Revise the records below by replacing every "integer pixel values" with "whole-number pixel coordinates", and reproduce them in full with all other text unchanged.
■ ■ ■ ■ ■ ■ ■
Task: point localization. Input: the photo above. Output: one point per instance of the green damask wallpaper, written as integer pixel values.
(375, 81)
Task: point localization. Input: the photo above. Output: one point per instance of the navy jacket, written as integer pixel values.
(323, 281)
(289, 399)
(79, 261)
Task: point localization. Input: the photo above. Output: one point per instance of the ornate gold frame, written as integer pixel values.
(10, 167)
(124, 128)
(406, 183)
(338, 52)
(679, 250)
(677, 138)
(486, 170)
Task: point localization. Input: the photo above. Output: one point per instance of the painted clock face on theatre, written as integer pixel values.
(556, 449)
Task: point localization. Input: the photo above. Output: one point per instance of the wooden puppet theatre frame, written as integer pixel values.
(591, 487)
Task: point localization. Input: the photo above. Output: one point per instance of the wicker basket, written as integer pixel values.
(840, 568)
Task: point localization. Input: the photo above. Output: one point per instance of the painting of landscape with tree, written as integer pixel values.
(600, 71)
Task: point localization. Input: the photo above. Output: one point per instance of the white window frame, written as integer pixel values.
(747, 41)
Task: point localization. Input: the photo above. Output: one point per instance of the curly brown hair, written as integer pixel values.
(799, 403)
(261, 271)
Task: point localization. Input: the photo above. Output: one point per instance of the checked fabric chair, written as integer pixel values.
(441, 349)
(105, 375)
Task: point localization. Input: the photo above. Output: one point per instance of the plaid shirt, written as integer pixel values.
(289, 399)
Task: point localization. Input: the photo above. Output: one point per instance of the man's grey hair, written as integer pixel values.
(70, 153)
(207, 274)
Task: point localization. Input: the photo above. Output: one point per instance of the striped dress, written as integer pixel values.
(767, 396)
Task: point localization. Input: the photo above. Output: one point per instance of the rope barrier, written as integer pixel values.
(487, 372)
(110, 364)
■ ■ ■ ■ ■ ■ ■
Written reply »
Task: point localization. Input: the photo above. Output: one point per instance of the green damask wallpaper, written as whole-number pixel coordinates.
(375, 81)
Task: point localization. Input: the photo above. Output: one point per instance of the navy jacket, written as whole-number pixel coordinates.
(323, 281)
(289, 399)
(79, 261)
Task: point localization. Input: the photo above. Output: one point per instance of the ornate gold frame, written as whole-number pixel coordinates.
(10, 167)
(124, 128)
(406, 183)
(338, 52)
(679, 250)
(677, 138)
(486, 170)
Task: point localization. Input: the photo above. Output: one point per instance of the painted clock face on theatre, written as whole-number pixel coordinates.
(556, 449)
Task: point localization. Input: the photo above. Output: one point per instance of the wooden puppet theatre frame, written as whole-number pixel coordinates.
(591, 487)
Task: point localization. Input: the photo above. Output: one point per instance of the wicker basket, written as whole-number pixel coordinates.
(840, 568)
Task: point localization. Input: the photo above. Output: one point per instance of the painting of landscape with tree, written as whole-number pixel coordinates.
(600, 71)
Task: point localization. Input: the photo above. Output: one point per instance of the white window frame, written as whole-number pixel coordinates.
(747, 41)
Task: point localization. Input: the photo above. Output: one point per instance of the curly brown hair, written as whole-number pixel coordinates.
(799, 403)
(261, 271)
Task: point localization. Input: the photo above. Output: one point per instance of the checked fabric chair, written as whole-number pixel coordinates.
(441, 349)
(105, 375)
Task: point localization. Input: the photo above. Output: one point per instance of the plaid shirt, written as whole-number pixel coordinates.
(289, 399)
Task: point localization. Input: the photo above. Output: one point per instance of the man's grey hair, written as whole-number pixel coordinates.
(70, 153)
(207, 274)
Task: point localization. Input: the photo above. Output: one point per instance of the striped dress, written as whole-number pixel coordinates.
(767, 396)
Task: point localization. Input: the photo above. Output: one point per instance of the rope barrier, written as whole-number pixel coordinates.
(487, 372)
(110, 364)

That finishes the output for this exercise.